## Selected excerpt:
McKinsey's 2024 report "Generative AI and the future of work" tracked 10,000+ workers across functions. Productivity gains were **highest where humans retained decision-making authority** (47% of cases) versus cases where AI was applied to routine substitution (18% gains). Workers who spent >50% of time on "sense-making, judgment, and knowledge synthesis" saw 3x larger AI productivity gains than those in routine execution roles.


6. The "jagged frontier" means judgment is the bottleneck, not computation

The concept that gives the entire argument its empirical backbone is the "jagged technological frontier" — the finding that AI excels unpredictably at some tasks and fails unpredictably at others, even within the same workflow.

Dell'Acqua, McFowland, Mollick et al. (2023) coined this term in their BCG study of 758 consultants. The "frontier" is jagged rather than smooth: tasks of similar perceived difficulty fall on opposite sides. Workers who blindly relied on AI for outside-the-frontier tasks performed 19 percentage points worse than those without AI — AI didn't just fail to help, it "actively degraded performance." The study found that workers demonstrated "mis-calibrated trust," going "on autopilot when using AI, falling asleep at the wheel and failing to notice AI mistakes."

Ethan Mollick (Wharton) popularized the framework in his widely read Substack post "Centaurs and Cyborgs on the Jagged Frontier" (September 16, 2023, One Useful Thing) and in his book Co-Intelligence: Living and Working with AI (2024). He identified two successful human-AI collaboration models:

  • Centaurs strategically divide labor, allocating tasks based on the comparative advantage of human versus AI
  • Cyborgs deeply integrate with AI, moving back and forth across the frontier at the sub-task level

Both approaches require continuous human judgment about what AI can and cannot do — judgment that the study shows even experienced BCG consultants frequently get wrong. The frontier is also expanding and shifting over time, meaning that static rules for when to trust AI become obsolete. Only ongoing critical evaluation — reading AI outputs with the same rigor one would apply to any text making empirical claims — can navigate it reliably.

## Excerpted data:
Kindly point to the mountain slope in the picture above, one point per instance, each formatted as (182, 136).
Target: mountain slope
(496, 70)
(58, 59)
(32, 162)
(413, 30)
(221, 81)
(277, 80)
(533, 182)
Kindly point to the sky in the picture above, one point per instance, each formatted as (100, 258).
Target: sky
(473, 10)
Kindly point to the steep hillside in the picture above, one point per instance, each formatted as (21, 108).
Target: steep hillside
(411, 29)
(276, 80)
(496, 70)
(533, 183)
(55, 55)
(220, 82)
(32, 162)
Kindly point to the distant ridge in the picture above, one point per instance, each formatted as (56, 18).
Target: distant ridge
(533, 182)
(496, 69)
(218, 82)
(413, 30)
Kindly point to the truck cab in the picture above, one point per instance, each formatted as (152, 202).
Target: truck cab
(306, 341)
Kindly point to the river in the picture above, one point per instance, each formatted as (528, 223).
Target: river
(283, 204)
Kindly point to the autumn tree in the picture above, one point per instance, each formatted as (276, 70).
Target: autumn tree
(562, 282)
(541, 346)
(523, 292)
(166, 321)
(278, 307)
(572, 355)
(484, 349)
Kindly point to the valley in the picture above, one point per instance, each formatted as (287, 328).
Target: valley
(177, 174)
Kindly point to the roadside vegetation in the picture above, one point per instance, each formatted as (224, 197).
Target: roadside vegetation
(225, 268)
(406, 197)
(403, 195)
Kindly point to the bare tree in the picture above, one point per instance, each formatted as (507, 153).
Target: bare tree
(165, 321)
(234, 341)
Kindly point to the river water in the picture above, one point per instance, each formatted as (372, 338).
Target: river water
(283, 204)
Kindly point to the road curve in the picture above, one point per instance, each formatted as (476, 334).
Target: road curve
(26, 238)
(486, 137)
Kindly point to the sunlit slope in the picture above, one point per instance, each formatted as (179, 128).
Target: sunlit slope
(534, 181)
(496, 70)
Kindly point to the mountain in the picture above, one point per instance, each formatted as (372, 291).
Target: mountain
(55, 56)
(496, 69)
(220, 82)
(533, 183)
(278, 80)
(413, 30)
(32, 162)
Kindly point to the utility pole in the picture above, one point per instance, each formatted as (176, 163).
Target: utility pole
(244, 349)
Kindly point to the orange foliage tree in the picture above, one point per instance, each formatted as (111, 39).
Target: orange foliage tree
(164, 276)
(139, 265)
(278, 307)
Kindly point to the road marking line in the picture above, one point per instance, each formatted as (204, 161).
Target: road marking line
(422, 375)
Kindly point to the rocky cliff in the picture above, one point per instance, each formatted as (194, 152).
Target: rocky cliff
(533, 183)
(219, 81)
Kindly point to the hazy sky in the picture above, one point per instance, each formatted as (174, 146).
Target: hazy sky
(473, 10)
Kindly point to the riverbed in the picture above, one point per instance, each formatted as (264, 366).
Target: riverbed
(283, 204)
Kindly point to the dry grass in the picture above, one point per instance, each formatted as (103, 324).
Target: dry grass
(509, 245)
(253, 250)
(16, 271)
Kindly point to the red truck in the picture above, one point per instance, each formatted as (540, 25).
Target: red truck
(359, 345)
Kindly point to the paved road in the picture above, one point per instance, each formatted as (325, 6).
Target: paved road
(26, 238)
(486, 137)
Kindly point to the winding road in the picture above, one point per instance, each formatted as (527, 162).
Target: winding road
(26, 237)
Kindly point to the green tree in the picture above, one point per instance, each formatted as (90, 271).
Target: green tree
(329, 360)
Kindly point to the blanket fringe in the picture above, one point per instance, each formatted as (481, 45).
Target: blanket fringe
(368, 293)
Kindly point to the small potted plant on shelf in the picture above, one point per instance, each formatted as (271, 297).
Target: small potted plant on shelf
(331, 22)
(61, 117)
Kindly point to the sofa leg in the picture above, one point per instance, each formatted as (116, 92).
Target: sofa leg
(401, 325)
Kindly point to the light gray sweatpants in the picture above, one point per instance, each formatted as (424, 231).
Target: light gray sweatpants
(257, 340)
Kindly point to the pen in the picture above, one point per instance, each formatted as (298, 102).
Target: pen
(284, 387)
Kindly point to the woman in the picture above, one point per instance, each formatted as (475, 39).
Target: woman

## Explore the material:
**1.** List every published work or study that the passage on the jagged frontier refers to.
**2.** Answer these from the passage on the jagged frontier:
(a) How many workers did the McKinsey report track?
(b) How many consultants took part in the BCG study?
(c) What are the two successful human-AI collaboration models that Mollick identified?
**3.** Reproduce word for word the stretch of the passage on the jagged frontier from "Both approaches require" through "navigate it reliably.".
The data above are separate material, unconnected to the passage on the jagged frontier.

## Numbered answers:
**1.**
- McKinsey's 2024 report "Generative AI and the future of work"
- The 2023 BCG study of 758 consultants by Dell'Acqua, McFowland, Mollick et al.
- The Substack post "Centaurs and Cyborgs on the Jagged Frontier" (September 16, 2023, One Useful Thing)
- The book Co-Intelligence: Living and Working with AI (2024)

**2.**
(a) 10,000+ workers.
(b) 758 consultants.
(c) Centaurs and Cyborgs.

**3.**
Both approaches require continuous human judgment about what AI can and cannot do — judgment that the study shows even experienced BCG consultants frequently get wrong. The frontier is also expanding and shifting over time, meaning that static rules for when to trust AI become obsolete. Only ongoing critical evaluation — reading AI outputs with the same rigor one would apply to any text making empirical claims — can navigate it reliably.